Instructions for the task: An exact reproduction of the entries is needed. Keep all pictures out of it.

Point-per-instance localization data
↓
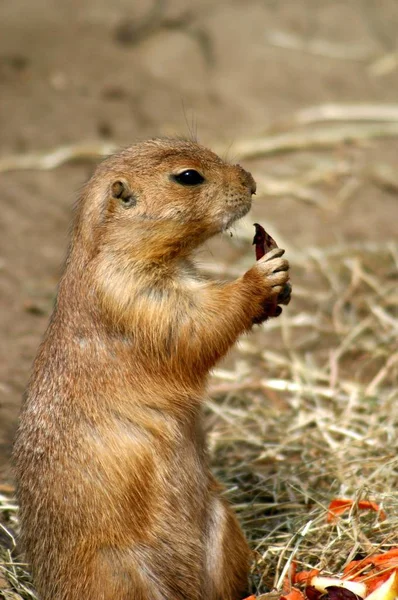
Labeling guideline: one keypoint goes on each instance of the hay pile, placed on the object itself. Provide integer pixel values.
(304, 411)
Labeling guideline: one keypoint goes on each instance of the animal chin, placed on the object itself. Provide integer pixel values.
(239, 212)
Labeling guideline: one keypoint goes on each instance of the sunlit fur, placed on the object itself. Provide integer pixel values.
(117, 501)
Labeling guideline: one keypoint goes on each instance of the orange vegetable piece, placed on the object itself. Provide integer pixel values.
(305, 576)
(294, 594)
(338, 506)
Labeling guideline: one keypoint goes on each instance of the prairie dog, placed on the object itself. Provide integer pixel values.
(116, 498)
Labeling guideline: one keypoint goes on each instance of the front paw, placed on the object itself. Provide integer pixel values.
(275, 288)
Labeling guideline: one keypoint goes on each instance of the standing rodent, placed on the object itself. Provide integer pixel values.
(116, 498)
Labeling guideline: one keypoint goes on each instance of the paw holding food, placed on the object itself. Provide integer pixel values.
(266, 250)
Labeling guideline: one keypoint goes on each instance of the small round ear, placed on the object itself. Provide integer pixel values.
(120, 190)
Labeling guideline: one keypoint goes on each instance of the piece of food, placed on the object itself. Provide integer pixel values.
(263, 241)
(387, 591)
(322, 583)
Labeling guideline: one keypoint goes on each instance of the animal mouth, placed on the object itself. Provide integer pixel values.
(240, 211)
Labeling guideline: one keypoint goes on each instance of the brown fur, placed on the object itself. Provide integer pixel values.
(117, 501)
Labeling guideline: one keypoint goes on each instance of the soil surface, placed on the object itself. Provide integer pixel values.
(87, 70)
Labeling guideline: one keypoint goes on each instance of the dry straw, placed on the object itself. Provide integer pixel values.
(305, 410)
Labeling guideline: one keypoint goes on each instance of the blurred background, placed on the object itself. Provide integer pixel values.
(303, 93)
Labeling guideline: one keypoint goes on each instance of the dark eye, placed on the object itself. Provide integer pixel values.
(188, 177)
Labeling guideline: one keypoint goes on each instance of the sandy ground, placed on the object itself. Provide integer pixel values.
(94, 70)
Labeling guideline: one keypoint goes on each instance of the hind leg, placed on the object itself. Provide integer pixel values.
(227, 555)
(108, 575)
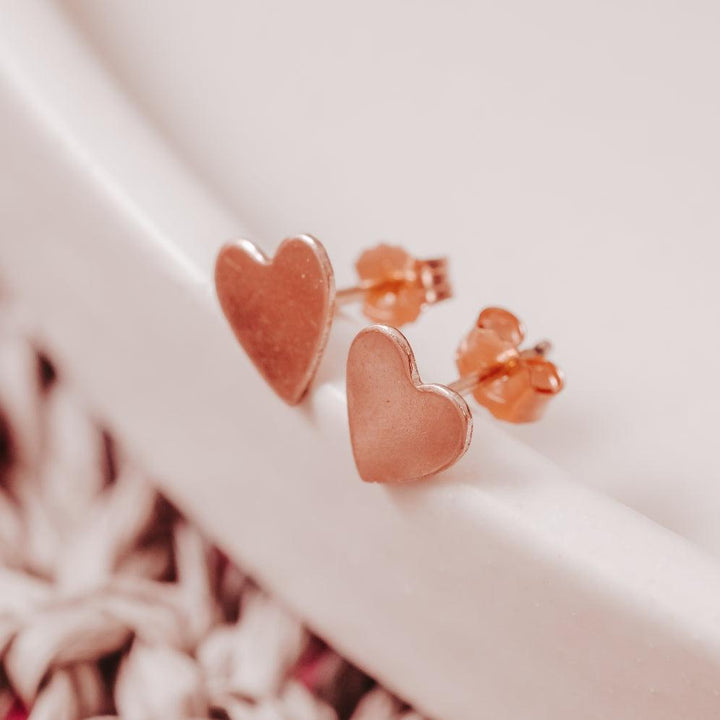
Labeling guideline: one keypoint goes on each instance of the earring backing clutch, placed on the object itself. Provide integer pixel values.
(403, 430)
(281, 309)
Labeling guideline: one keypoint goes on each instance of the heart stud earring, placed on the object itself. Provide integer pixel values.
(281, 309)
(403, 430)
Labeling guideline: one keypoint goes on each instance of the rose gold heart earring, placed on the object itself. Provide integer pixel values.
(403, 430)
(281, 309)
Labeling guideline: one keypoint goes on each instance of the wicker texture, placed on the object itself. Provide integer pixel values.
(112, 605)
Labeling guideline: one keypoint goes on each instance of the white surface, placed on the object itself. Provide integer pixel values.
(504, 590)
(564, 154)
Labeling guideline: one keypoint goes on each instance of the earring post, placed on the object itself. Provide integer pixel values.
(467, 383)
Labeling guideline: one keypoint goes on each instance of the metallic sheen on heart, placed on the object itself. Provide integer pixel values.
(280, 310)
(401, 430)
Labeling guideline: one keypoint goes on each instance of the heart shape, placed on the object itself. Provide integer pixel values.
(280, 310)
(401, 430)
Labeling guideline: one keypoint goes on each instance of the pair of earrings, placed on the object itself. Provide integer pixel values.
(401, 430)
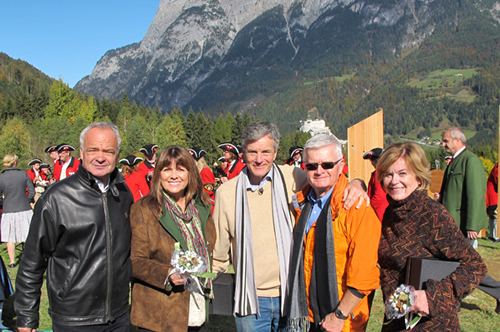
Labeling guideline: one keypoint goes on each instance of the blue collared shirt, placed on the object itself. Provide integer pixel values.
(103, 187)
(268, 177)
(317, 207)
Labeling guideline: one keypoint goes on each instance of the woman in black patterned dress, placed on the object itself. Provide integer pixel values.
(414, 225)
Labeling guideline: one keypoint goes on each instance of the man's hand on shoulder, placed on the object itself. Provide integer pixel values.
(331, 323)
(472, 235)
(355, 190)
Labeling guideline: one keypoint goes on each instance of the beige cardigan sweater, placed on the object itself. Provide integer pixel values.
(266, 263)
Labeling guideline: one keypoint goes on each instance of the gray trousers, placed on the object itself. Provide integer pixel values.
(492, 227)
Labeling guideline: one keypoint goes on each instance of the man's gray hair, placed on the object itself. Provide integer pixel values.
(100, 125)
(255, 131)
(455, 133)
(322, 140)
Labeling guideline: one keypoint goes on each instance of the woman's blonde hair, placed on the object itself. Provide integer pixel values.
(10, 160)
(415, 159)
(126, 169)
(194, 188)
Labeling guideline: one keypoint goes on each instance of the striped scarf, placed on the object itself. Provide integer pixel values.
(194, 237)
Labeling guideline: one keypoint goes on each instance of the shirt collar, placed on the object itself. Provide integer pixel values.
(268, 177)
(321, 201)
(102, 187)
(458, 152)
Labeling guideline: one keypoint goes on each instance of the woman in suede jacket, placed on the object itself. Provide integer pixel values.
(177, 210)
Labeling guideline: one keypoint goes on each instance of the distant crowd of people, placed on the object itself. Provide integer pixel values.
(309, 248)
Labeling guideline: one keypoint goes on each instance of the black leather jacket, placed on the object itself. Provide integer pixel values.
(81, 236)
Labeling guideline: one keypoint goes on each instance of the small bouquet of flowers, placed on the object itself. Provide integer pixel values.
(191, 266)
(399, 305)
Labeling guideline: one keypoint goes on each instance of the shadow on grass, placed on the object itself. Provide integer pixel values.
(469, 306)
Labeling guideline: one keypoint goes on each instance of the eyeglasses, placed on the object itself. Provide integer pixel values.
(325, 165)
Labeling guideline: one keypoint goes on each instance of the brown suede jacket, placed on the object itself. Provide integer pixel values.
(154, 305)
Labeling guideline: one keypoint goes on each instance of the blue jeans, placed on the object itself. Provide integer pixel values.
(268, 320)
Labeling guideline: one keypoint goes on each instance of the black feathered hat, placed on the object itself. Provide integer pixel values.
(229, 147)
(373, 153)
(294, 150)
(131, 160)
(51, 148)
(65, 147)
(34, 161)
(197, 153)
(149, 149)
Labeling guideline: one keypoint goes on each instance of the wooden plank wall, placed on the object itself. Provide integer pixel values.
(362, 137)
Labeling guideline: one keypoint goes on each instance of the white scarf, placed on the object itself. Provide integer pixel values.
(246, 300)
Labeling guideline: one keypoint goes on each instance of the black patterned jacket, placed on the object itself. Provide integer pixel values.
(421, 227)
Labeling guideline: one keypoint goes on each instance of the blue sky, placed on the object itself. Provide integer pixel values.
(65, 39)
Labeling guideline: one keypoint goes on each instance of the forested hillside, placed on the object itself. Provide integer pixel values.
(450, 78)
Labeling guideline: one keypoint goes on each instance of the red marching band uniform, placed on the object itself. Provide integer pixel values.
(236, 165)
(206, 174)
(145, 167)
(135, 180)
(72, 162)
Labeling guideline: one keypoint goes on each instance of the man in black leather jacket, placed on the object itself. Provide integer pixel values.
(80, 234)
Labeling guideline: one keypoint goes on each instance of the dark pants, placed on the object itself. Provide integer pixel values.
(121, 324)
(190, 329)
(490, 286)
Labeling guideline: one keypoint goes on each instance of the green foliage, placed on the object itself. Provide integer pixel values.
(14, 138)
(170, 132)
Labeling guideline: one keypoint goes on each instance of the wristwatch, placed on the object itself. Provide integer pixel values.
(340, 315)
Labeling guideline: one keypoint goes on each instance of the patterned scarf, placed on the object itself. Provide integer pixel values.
↑
Solution to this problem:
Labeling guideline: one keypoint goes on each instance of the hay pile, placed on the object itself. Provide integer pixel values.
(304, 411)
Labeling guideline: one keypoint goes on each instance of the animal chin, placed on the object itself. Provide integer pixel values.
(239, 212)
Labeling guideline: one keypoint goes on each instance of the sunlit fur, placed on the object itself. Provide integer pixel values.
(117, 501)
Labeling guideline: one keypoint goes on each instance of the orange vegetable piece, placed on the object itself. Provide integer pixel values.
(305, 576)
(294, 594)
(338, 506)
Labeling guideline: one keypoint goes on each instance of the prairie dog, placed on the object itself. Provide integer pixel values.
(116, 498)
Labeling guideline: one keypoint goes on each instance of the front paw, placed on the object itself. Provide integer pixel values.
(275, 288)
Labeling guideline: one keypoint goes on each instance of the standing rodent, placed on the object itself. Provide integer pixel values.
(116, 498)
Labeling guideline: one keypoint goes on each instance of the paw holding food, placed on the object itself. Provide integer pixel values.
(266, 250)
Labeling guideline: one keypoint goes on each instance of the small round ear, placed on the object itself. Provide integer pixel values.
(120, 190)
Labeling guideline: one keypoint goes on each instance of the piece of food, placed on the object itself. Provide integer pixel values.
(263, 241)
(387, 591)
(322, 583)
Labeling guideline: one keypoint goes on each instance of the animal mouth, placed on the object itself. Provide integer pixel values.
(240, 211)
Labeling guideline: one keypoint goes on each instance of the brown fur, placed on the object itself. Provide integer pixel values.
(117, 501)
Labeling guideline: one keypoint goes on each instance of the soil surface, placed on the object itself. Provide integer pixel values.
(87, 70)
Labeling guideline: one keypoint goes on each instance of the dry straw, placed on the object itself. Provide integer pixel values.
(305, 410)
Labeling guideline: one keypoint goes on each instance of the blurred background, placed on the object itself. Provide integer pixel values.
(303, 93)
Labeling guideline: one keypoint goes on each instance of the dark eye, placed on the object itself. Provide integer pixel values.
(188, 177)
Labeling guideline: one keypoint goes on each instance of the sandy ground, placed on the object itself. Provide integer pixel values.
(94, 70)
Labeling guideline: one keypoint goes on each instance of the hind leg, placed on the object itself. Provide integer pixel values.
(227, 555)
(108, 575)
Labeling guideline: one keypoint goes on each instance of the earring backing clutch, placed on the object itself. Provide integer pixel values.
(403, 430)
(281, 309)
Labeling guideline: one keypoint goes on each instance of the heart stud earring, placed on the object itself. Provide integer pixel values.
(281, 309)
(403, 430)
Labeling guideline: one keypoint goes on each instance of the rose gold heart earring, placed on the object itself. Provide integer pixel values.
(403, 430)
(281, 309)
Labeling guideline: one keypoint goes on each instance of the wicker texture, placed on the object itself. Provide integer pixel values.
(112, 605)
Labeling guideline: one keypoint goes on each instance of the white surface, placed on the object itself. Provide integer pixel values.
(504, 590)
(564, 154)
Labeling guideline: one keypoint goes on each instance of the earring post, placed on the object itself. Provide integer pixel values.
(467, 383)
Labeling guideline: one keypoint goes on each instance of the metallic sheen on heart, placed on the object itself. Provide integer pixel values.
(280, 310)
(401, 430)
Labeling guideline: one keypoint goes on each instance of the heart shape, placed on the object itself. Provide integer pixel values.
(280, 310)
(401, 430)
Labeling guideline: one keypoint goes on each instance of the pair of earrings, placed on the object itself. Provide integer pixel values.
(401, 430)
Labeling guideline: one keypoint goes on each instance of the blue collared shirt, placed on the object itself. Provide integer pixel values.
(103, 187)
(268, 177)
(317, 207)
Labeling guideline: one keypoint goes on each instance of the woman in black patterned dress, placed on the object itself. Provide integer pixel values.
(414, 225)
Labeling guideline: one keypoint goes on each instance of the man's hand on shoulder, placed on the object itself. Provide integer pixel values.
(331, 323)
(472, 235)
(355, 190)
Labeling guideline: one keypoint goes on each instance of the beige cardigan sweater, placed on the object itself. Provide integer pixel values.
(266, 263)
Labeling guideline: one keypoint goes on each instance of the gray trousers, placed on the object itself. Provide integer pixel values.
(492, 227)
Labeling guideline: one keypoint goes on each instance of the man's gray hair, placed on the object itself. Provide integer pixel values.
(100, 125)
(255, 131)
(455, 133)
(322, 140)
Labeling guideline: one keypoint goes on each instance of the woman's blonde hair, placed on the object itself. Provide integer pixel values.
(10, 160)
(415, 159)
(126, 169)
(194, 188)
Labeling guideline: one keypoint goes on each instance of the striped scarf, placed on the object itself. Provide integer pixel values.
(194, 237)
Labeling guideline: one keypoint goes on each instance of the shirt collar, placed on the object itself. Provide integer pixel values.
(268, 177)
(321, 201)
(102, 187)
(458, 152)
Labeling guideline: one keypoint goes on each instance of the woman in suede jacket, placed on the object itself. Provide integer pixel values.
(177, 210)
Labeling guideline: one keypoint goes on each instance of the distant crowd of people, placed on the object itself. Provide integer pixel values.
(309, 248)
Labeling guideline: one keypoint goes on each instance of the black leather jacket, placed on the object itself. Provide integer pixel values.
(81, 236)
Labeling guideline: one keypoint goes on each instance of the small bouquet of flowers, placed on the object itself. Provide integer pixel values.
(191, 266)
(399, 305)
Labeling guideline: one keypoint goes on each instance of the shadow on grass, placed on the object itself. Provide integer pixel values.
(469, 306)
Labeling guideline: one keypoint goes on each instance of the eyeglasses, placed on the object itself. Provide integer pixel values.
(325, 165)
Labeling guideline: one keypoint goes on each instance of the brown suede jacket, placed on the object itself. Provide integer pixel values.
(154, 305)
Labeling guideline: one keypoint goes on each instance of the blue jeans, placed on the object itself. Provide integer pixel values.
(268, 320)
Labeling guideline: one keypoint goes on each instance of the black feathered hat, placed on the object itself. Provide integer pixel values.
(229, 147)
(373, 153)
(294, 150)
(131, 160)
(51, 148)
(65, 147)
(34, 161)
(197, 153)
(149, 149)
Labeling guideline: one keypoint goes on each instance of the wooden plank wall, placed on the object itself. Provide integer pixel values.
(362, 137)
Labeling guideline: one keypoint goes on each instance of the white scarf, placed on the object itself. Provide integer pixel values.
(246, 300)
Labeling guideline: one keypoint goes on each instance of the black patterned jacket, placed on the object itself. Provide integer pixel values.
(421, 227)
Labeling guideline: one keypoint goes on each instance of the blue sky, placed on the object itself. Provide integer pixel values.
(65, 39)
Labeling guideline: one keypoint goes on each instance of the forested hillside, placed on the object itself. Provide integer pixel values.
(450, 78)
Labeling guideline: one keypoint goes on each instance of the red marching band uniform, placed on the object itself. Provide integer pixel values.
(236, 165)
(206, 174)
(145, 167)
(135, 180)
(72, 162)
Labeling guideline: one keypoint goes on each instance of the man in black leather jacket, placed on the object itself. Provide integer pixel values.
(80, 234)
Labeling guideline: one keypoint goes on each instance of the dark pants, placed on the object itself. Provide integer pixel values.
(121, 324)
(190, 329)
(490, 286)
Labeling guideline: one keypoint goes on each instance of the green foliage, placed on the object itself. Provide integer pixel values.
(14, 138)
(170, 132)
Labeling guideline: one keypoint goes on each instance of the wristwatch, placed on the object itself. Provide integer pixel values.
(340, 315)
Labeling guideline: one keypoint goes on each instance of the patterned scarf, placed on the object itself. Provide integer pixel values.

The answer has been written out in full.